To do —
[1] Name every U.S. state mentioned in the article on the Nepalese asylum seeker with drug-resistant TB.
[2] Extend the article on the Nepalese asylum seeker with drug-resistant TB, picking up after its last sentence.

Text section —
[Start of section]

Asylum seeker from Nepal gets across US border with drug-resistant TB

Terrorists can come across the Southern Border and hardly anyone bats an eyelash, but will people pay some attention to the OTMs (Other than Mexicans) also coming across infected with deadly transmittable (and untreatable!) diseases?

The rate of active TB cases in the US is rising with the refugee/asylum seeker population.  I first heard of the TB problem with refugees when Allen County (Ft. Wayne) Indiana was having a problem with all the cases among the Burmese.   Here is one post I wrote in 2009 about active TB rates rising in Minnesota, and here is my post on a shocking video only watched by a few hundred people about refugees with active TB being readied to come to the US.

But, it’s cases like this Nepalese asylum seeker getting across the border into Texas (after traveling the whole globe) with the worst possible case of drug-resistant TB that gets the media’s attention.  Imagine health officials trying to track all those he came in contact with!

The Wall Street Journal thanks to Drudge (emphasis mine):

Drug resistant TB clinic in the Philippines. Photo: Leah Mae Damazo/IRIN

In medical isolation in South Texas, 100 miles or so from Mexico’s border, is a man who embodies one of U.S. health officials’ greatest worries: He is the first person to cross and be held in detention while infected with one of the most severe types of drug-resistant tuberculosis known today.

[End of section]

Data provided —
[Start of section]

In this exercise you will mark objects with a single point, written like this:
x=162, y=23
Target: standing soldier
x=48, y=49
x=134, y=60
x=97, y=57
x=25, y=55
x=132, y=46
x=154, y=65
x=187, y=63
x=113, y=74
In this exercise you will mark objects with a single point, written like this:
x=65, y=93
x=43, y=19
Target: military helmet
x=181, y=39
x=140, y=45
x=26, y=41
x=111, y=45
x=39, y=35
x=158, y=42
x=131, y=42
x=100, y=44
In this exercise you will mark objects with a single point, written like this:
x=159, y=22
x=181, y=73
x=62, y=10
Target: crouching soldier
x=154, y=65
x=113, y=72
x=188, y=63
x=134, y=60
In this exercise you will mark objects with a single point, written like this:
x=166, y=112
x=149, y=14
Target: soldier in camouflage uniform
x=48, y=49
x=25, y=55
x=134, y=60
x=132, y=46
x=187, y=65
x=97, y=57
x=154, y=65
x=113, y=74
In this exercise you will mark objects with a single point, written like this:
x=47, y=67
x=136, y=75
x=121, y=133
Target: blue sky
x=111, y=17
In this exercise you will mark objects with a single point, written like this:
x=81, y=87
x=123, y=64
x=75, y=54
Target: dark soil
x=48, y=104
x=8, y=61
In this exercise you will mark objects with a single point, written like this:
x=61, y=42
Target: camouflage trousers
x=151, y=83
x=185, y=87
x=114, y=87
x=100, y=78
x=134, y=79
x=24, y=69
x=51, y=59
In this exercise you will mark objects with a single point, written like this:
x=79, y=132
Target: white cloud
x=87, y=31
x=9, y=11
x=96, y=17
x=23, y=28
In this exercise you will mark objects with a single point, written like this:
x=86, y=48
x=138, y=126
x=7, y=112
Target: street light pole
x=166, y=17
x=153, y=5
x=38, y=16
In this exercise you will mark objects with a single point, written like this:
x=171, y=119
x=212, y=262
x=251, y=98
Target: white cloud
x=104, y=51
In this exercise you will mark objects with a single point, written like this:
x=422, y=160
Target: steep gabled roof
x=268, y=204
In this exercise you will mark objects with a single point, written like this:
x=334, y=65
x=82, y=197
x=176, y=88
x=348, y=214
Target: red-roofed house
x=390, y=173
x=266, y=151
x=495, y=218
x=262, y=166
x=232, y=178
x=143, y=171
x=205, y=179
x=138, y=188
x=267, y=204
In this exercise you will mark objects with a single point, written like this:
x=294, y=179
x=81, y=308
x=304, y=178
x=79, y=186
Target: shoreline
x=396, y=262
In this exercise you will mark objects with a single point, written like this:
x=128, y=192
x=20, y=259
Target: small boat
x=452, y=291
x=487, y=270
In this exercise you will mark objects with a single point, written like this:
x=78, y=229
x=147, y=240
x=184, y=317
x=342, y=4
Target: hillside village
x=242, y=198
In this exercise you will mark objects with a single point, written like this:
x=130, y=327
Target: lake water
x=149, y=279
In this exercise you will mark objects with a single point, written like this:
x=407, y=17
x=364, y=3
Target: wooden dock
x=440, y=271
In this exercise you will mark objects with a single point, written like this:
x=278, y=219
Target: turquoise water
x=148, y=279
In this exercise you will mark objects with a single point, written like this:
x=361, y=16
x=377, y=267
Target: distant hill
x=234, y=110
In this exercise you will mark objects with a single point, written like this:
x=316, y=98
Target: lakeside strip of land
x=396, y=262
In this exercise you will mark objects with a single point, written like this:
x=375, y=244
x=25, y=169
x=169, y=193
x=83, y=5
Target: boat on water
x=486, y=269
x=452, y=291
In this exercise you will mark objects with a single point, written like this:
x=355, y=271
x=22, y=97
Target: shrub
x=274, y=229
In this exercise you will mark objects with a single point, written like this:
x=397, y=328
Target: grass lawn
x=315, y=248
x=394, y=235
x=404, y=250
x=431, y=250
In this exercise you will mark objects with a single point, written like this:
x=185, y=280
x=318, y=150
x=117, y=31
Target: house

[End of section]

Responses for each task —
[1] Indiana, Minnesota, Texas

[2]
His three-month odyssey through 13 countries—from his homeland of Nepal through South Asia, Brazil, Mexico, and finally into Texas—shows the way in which dangerous new strains of the disease can migrate across the world unchecked.

Tuberculosis, an ancient, fatal airborne disease, has been treatable for decades with a cocktail of drugs. However, shoddy medical practices world-wide have enabled the bacteria to mutate and, in some cases, become all but untreatable. In recent months The Wall Street Journal has exposed widening TB drug resistance in hot spots like India, and shown that the U.S. is surprisingly unprepared for the growing global problem. Most U.S. cases of drug-resistant TB occur in people who were born abroad, according to the Centers for Disease Control and Prevention.

The Nepalese man detained at the U.S. border carries a particularly deadly strain—XDR, “extensively drug-resistant” TB. His TB is resistant to at least eight of the 15 or so standard drugs, according to a U.S. government description of the case reviewed by the Journal. His XDR strain has been seen only once before in the U.S., in another patient of Nepalese origin, according to the government description.

The Nepalese patient was taken into custody by the U.S. Border Patrol in late November as he tried to cross the border illegally near McAllen, Texas, according to Department of Homeland Security officials. The government declined to name him.

He was transferred five days later to an Immigration and Customs Enforcement detention facility in Los Fresnos, Texas, and put into “medical isolation” with suspected tuberculosis, according to ICE. He has since been moved to another ICE detention facility, in Pearsall, Texas, with more medical staff, ICE said. He is the first XDR-case in ICE custody.

[…..]

It remains unclear whether other people in custody with the Nepalese detainee might have been infected. By the time the Border Patrol learned of his infection, other people detained with him would have been transferred elsewhere, the CBP official said.

There is more, read it all!

WSJ reporter Betsy McCay has other articles on the topic.  At one point a month or so ago I thought the WSJ had a really great map of TB hotspots around the world.  I recall South Africa was one of the hottest countries for the disease.  But, I couldn’t find it just now so maybe it was at another publication.